■ TEXTE DE L'EXERCICE:
'''

Je ne suis pas le mieux placé pour aborder ce sujet, puisque le GHT est un dispositif obligatoire pour les établissements publics. Le GHT, tel qu'adopté à l'article 116 de la loi de modernisation, suscite notre interrogation à deux égards : d'une part, il est centré sur le service public et sa gouvernance tend à prendre en compte les acteurs essentiellement publics. On ne peut par conséquent en faire l'outil du pilotage territorial puisque d'autres composantes importantes, comme la médecine de ville, le secteur privé non lucratif ou encore le secteur privé à statut commercial, n'y figurent pas, bien qu'ils pourraient y participer si les GHT ne se limitaient pas au seul secteur public comme la loi en a disposé. D'autre part, l'expérience montre que la pression sur l'utilisation des ressources fait que les soins aigus et immédiats absorbent les marges de manoeuvre des agences régionales de santé au détriment parfois des investissements de santé publique de plus longue échéance en psychiatrie et dans la santé mentale. Les acteurs ont ainsi observé que les financements consacrés à la psychiatrie et à la santé mentale ont été régulièrement écornés pour financer des soins somatiques et de court-séjour. La communauté des acteurs publics et privés s'est accordée sur une dimension plus ouverte au champ médico-social, à la parole des usagers et des entraides qui se font jour au sein des communautés psychiatriques de territoires qui ne sont pas antinomiques avec la logique de fédération publique des GHT, mais qui demeurent cependant plus ouvertes à la participation des différents acteurs. Je pense néanmoins que les acteurs de statut public sont les plus à même de parler des GHT.
Docteur Gilles Moullec. - La question des GHT spécialisés a pu se poser comme le Sénateur Amiel le sait. Il faut se garder d'une certaine forme de systématisme, puisque certains territoires peuvent accueillir un GHT, tandis que d'autres en sont dépourvus. Je prendrai l'exemple des Bouches du Rhône où sont implantés trois établissements spécialisés en psychiatrie. Leur regroupement semblait relever d'une démarche rationnelle. Cependant, créer un GHT spécialisé en psychiatrie ne saurait induire la fin des relations avec les établissements somatiques. Il faut des membres associés qui soient notamment des établissements MCO. Il faut garder une cohérence territoriale. Ainsi, dans les Bouches-du-Rhône, le refus de l'un des trois établissements de se regrouper a entraîné la création d'un établissement départemental polyvalent. Pour qu'un tel établissement soit opérationnel, il lui faut individualiser la filière psychiatrique santé mentale comme prioritaire ; ce qui est, du reste, généralement le cas. A l'intérieur de cette filière prioritaire, il conviendrait également d'individualiser la filière consacrée à la psychiatrie des mineurs. Il ne fait pas oublier, non plus, le rôle des conseils locaux de santé mentale qui restent un levier puissant pour fédérer les acteurs en raison du pouvoir de convocation du maire.

'''

■ LIGNES EXTRAITES:
'''

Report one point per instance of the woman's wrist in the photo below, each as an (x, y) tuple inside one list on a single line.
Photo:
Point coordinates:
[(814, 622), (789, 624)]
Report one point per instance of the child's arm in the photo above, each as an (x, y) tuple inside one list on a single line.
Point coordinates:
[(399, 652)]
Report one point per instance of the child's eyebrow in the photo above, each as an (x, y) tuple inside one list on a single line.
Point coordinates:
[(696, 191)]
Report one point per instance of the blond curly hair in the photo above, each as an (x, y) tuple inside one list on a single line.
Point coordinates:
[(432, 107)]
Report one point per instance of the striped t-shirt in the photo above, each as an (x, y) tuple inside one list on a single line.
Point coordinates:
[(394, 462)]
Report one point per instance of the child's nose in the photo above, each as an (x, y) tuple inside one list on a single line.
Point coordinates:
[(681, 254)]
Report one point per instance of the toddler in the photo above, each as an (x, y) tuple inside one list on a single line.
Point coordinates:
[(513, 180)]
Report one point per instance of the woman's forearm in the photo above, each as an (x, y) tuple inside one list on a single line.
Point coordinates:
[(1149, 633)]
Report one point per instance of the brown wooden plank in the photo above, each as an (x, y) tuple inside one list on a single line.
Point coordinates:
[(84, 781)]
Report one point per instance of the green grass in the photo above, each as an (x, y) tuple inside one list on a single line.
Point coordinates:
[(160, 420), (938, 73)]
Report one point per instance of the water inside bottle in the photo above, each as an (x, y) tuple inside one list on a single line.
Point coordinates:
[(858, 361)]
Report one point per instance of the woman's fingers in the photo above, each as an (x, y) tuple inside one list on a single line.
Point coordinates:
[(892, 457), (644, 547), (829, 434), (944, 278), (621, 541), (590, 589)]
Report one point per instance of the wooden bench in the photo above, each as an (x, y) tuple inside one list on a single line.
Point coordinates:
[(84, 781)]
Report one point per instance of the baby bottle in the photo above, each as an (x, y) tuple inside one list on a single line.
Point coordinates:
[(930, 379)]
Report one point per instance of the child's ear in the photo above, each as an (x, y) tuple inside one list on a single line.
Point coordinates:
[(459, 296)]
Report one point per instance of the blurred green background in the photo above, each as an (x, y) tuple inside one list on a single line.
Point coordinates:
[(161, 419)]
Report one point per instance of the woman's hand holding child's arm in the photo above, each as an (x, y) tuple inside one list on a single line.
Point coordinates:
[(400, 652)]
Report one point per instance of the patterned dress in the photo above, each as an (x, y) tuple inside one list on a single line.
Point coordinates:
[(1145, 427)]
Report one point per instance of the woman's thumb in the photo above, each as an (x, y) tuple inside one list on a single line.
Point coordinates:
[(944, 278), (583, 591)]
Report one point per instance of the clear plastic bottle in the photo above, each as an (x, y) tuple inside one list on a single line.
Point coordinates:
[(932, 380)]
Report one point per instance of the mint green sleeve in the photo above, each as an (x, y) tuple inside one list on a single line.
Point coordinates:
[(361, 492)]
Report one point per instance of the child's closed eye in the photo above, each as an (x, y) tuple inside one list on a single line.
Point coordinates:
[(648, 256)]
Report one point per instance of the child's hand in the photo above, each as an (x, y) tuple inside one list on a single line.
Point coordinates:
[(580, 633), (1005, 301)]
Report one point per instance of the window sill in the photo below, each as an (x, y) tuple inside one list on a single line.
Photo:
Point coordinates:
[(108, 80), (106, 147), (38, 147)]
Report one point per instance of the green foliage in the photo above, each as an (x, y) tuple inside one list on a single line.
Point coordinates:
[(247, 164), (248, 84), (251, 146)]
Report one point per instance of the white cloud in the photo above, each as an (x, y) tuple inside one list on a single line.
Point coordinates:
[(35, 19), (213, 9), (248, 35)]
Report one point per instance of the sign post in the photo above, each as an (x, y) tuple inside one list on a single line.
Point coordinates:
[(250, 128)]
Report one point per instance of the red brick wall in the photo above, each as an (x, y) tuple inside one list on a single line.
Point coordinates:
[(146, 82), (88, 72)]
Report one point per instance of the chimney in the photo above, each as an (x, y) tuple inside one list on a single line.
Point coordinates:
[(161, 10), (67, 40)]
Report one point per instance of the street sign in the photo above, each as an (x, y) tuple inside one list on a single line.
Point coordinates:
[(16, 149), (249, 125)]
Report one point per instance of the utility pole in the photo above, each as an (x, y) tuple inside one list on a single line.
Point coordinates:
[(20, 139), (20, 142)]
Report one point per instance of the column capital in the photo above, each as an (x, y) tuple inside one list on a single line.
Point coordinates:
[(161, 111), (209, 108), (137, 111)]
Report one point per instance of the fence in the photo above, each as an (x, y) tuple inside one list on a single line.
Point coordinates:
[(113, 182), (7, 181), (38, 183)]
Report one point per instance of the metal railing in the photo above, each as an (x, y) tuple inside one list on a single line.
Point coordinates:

'''

■ TÂCHES DEMANDÉES:
1. D'après le texte sur les GHT, quelle a été la conséquence, dans les Bouches-du-Rhône, du refus de l'un des trois établissements de se regrouper ?
2. Reprenez le texte sur les GHT à la suite de sa dernière phrase.
Les lignes ne servent pas pour cet exercice.

■ RÉPONSES DANS L'ORDRE:
1. La création d'un établissement départemental polyvalent.

2.
La question de l'adolescence est centrale pour les urgences. Comme l'a souligné M. David Causse, trop de lits destinés à l'accueil des adolescents ont été fermés. Ces lits doivent se trouver à proximité des urgences générales. Pour bien fonctionner en termes de lits d'urgence ou de crise, il faut que ces petites structures, avec une densité importante de personnels financés, puissent fonctionner avec des durées de séjour très courtes, de l'ordre d'une semaine, à la condition que le réseau périphérique fonctionne lui aussi très bien. Lors de l'admission de ces adolescents dans l'unité, il faut ainsi anticiper le mode de sortie. Un gros travail d'articulation doit être conduit avec les différents partenaires, afin d'éviter que les unités de crise ne fonctionnent comme des unités d'hospitalisation classique dont les adolescents ne parviennent pas à sortir. L'urgence n'est pas dissociable de la problématique du réseau.